** Start Supplied data **

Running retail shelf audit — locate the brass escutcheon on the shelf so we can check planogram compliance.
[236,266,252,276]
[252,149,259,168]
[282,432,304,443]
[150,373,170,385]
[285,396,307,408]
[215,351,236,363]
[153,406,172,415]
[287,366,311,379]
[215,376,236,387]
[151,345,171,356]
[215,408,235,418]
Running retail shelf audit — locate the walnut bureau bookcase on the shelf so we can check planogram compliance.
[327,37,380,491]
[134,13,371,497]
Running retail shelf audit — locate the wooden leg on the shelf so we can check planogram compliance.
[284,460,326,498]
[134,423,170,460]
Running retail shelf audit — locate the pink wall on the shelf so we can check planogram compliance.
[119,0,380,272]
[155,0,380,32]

** End Supplied data **

→ **What this task involves**
Convert all of the entries above into a Markdown table with two columns, Row and Line. Put one line per row, number the rows in order, and leave out any blank lines.

→ **Exercise response**
| Row | Line |
|---|---|
| 1 | Running retail shelf audit — locate the brass escutcheon on the shelf so we can check planogram compliance. |
| 2 | [236,266,252,276] |
| 3 | [252,149,259,168] |
| 4 | [282,432,304,443] |
| 5 | [150,373,170,385] |
| 6 | [285,396,307,408] |
| 7 | [215,351,236,363] |
| 8 | [153,406,172,415] |
| 9 | [287,366,311,379] |
| 10 | [215,376,236,387] |
| 11 | [151,345,171,356] |
| 12 | [215,408,235,418] |
| 13 | Running retail shelf audit — locate the walnut bureau bookcase on the shelf so we can check planogram compliance. |
| 14 | [327,37,380,491] |
| 15 | [134,13,371,497] |
| 16 | Running retail shelf audit — locate the wooden leg on the shelf so we can check planogram compliance. |
| 17 | [284,460,326,498] |
| 18 | [134,423,170,460] |
| 19 | Running retail shelf audit — locate the pink wall on the shelf so we can check planogram compliance. |
| 20 | [119,0,380,272] |
| 21 | [155,0,380,32] |